====== Given entries ======

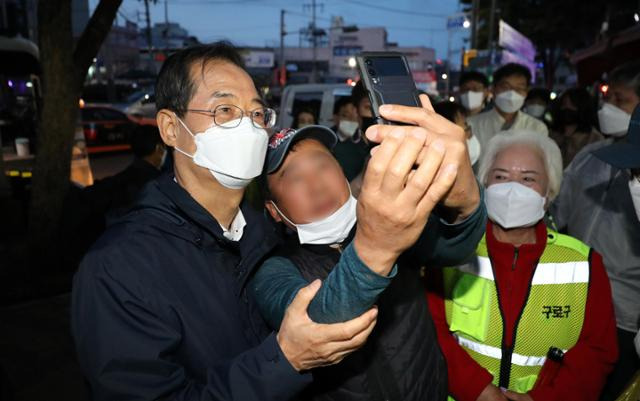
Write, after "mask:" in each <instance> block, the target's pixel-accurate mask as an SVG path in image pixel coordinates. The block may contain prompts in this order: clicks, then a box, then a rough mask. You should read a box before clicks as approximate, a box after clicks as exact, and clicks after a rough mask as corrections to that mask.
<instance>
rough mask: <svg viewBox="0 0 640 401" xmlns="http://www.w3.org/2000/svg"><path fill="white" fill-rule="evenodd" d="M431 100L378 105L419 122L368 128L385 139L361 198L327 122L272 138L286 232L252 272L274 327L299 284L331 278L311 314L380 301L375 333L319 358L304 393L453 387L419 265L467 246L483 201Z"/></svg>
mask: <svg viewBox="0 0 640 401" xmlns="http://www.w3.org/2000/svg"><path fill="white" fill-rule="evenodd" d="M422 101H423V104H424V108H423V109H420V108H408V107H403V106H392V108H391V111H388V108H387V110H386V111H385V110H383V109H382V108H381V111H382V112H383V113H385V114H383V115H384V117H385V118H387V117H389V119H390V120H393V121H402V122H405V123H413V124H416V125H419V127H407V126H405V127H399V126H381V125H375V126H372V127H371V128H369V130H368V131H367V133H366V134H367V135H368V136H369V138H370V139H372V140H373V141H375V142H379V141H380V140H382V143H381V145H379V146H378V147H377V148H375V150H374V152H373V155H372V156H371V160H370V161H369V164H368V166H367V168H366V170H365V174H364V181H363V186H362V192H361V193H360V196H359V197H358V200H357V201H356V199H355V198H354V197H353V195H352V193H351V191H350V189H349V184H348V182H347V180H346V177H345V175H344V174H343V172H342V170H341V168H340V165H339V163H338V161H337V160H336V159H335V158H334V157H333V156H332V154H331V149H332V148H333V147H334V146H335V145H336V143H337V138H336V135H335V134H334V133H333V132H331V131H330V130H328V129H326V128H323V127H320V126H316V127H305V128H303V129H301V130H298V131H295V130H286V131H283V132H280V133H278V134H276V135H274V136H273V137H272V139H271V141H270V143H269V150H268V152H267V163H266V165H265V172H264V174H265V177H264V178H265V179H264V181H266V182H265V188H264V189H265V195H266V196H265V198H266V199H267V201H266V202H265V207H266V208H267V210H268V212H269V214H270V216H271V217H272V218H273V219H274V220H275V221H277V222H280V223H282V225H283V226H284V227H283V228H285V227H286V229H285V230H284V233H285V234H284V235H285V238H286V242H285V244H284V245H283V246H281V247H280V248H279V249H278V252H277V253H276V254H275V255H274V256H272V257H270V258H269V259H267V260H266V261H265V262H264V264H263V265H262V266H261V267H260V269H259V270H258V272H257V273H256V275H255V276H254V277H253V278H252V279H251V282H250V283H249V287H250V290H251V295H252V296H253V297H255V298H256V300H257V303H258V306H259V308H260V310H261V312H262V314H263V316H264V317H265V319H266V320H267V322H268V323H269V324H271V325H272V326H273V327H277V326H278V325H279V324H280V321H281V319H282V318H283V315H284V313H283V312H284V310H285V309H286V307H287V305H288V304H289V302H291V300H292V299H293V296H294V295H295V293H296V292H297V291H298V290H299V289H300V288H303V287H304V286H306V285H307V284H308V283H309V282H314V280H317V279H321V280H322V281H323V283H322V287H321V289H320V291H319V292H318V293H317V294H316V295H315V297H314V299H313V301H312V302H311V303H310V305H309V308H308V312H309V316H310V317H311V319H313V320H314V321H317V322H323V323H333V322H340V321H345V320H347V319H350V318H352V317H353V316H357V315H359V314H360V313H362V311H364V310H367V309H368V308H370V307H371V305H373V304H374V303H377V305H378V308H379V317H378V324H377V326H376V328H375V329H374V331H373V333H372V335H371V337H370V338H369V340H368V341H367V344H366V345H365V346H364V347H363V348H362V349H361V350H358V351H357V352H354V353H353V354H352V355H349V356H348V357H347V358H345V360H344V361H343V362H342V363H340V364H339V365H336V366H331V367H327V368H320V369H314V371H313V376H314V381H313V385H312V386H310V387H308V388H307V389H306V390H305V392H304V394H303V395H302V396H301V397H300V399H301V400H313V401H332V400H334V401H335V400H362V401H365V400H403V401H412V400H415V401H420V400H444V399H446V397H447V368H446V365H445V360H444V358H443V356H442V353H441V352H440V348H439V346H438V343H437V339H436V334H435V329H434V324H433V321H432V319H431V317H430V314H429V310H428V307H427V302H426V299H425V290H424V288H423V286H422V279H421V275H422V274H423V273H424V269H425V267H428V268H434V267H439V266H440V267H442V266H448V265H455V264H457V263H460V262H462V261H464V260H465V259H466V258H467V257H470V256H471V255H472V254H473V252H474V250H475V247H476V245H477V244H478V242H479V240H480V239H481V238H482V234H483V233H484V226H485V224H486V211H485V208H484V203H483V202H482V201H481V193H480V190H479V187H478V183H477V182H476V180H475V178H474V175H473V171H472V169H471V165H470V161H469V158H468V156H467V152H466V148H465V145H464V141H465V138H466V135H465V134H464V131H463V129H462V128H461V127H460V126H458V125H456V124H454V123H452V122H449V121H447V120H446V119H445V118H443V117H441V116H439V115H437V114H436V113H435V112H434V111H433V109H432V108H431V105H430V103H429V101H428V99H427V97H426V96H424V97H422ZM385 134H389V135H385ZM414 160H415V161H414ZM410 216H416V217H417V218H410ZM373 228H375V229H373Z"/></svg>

======
====== Given entries ======

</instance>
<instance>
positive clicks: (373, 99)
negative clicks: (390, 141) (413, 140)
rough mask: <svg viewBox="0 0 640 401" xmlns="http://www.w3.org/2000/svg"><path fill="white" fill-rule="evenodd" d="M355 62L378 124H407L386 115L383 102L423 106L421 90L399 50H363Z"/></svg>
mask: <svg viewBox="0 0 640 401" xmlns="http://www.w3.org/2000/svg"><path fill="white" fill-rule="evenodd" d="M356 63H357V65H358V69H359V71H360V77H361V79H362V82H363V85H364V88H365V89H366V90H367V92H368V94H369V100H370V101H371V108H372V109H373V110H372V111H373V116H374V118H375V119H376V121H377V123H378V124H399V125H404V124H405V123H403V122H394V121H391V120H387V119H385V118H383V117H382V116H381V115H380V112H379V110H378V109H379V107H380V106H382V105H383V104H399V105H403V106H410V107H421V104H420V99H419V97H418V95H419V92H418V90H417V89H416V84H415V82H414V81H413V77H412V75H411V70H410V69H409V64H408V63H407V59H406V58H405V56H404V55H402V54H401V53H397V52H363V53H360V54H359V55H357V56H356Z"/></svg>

======
====== Given entries ======

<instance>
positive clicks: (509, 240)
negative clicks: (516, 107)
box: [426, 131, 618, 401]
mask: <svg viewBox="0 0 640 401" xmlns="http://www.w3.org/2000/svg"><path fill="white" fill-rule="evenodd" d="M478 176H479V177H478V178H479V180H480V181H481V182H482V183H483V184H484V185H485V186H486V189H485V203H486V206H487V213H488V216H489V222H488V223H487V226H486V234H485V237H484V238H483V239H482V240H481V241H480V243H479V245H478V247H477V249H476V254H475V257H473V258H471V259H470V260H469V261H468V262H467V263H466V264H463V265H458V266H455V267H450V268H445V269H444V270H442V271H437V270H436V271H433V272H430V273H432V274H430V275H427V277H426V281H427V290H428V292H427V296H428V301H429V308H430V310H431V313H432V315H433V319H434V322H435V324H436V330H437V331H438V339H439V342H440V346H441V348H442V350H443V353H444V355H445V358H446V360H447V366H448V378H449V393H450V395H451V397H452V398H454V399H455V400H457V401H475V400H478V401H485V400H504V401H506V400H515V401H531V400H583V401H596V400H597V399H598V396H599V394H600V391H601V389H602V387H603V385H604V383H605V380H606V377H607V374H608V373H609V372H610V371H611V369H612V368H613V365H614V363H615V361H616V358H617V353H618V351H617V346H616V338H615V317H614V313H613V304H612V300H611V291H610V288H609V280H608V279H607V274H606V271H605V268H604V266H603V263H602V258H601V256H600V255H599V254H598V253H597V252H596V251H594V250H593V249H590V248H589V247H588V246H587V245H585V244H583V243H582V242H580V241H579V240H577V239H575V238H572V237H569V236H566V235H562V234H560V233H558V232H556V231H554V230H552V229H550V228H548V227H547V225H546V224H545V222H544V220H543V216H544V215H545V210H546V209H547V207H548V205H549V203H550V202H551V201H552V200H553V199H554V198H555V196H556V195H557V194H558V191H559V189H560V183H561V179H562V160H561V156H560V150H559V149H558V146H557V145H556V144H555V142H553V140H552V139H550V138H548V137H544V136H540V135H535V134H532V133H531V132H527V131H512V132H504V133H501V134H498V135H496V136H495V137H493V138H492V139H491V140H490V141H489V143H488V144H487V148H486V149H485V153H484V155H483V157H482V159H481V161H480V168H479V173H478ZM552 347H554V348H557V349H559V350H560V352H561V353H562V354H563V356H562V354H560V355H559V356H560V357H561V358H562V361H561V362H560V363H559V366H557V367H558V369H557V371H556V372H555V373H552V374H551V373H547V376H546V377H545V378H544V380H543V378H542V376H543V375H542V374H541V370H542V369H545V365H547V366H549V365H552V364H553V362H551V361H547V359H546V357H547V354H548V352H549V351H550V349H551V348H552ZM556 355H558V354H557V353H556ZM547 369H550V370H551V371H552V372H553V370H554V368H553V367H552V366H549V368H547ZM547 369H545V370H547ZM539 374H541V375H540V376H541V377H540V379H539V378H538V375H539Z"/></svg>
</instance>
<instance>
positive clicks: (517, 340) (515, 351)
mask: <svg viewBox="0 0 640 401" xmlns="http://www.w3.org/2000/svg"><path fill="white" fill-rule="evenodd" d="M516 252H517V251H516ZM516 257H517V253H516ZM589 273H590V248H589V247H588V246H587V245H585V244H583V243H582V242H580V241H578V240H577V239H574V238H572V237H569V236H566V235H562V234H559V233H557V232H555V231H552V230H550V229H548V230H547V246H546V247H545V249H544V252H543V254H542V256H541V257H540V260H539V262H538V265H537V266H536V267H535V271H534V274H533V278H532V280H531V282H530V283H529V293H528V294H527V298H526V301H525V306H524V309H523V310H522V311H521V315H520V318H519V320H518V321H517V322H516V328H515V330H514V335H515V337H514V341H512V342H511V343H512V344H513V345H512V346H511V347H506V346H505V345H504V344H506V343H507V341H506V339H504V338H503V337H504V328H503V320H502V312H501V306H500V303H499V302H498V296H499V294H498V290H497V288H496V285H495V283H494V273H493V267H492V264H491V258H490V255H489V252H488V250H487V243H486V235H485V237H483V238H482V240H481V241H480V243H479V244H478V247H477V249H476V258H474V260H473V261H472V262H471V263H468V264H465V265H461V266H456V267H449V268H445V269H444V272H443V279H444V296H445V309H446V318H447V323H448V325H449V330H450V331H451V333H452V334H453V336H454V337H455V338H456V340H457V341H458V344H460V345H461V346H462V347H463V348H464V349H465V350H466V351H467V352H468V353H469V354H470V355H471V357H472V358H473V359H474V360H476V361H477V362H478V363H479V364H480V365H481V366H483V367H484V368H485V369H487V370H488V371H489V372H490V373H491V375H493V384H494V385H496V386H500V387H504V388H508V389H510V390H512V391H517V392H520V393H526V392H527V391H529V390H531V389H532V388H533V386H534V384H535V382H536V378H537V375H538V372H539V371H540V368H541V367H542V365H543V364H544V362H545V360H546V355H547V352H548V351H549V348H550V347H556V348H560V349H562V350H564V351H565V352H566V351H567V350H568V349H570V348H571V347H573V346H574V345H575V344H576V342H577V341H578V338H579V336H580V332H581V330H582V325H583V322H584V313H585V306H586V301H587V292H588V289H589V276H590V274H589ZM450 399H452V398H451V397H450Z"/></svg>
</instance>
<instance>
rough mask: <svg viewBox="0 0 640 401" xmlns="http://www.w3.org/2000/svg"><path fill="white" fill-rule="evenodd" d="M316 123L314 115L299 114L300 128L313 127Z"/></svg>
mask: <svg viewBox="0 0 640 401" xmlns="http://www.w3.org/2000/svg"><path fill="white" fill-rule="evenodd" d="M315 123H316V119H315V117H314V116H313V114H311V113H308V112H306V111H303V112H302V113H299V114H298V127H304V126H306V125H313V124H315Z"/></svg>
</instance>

======

# Brief
Calculate how many lines of the material include the string "negative", and state that number by itself.

# Expected output
2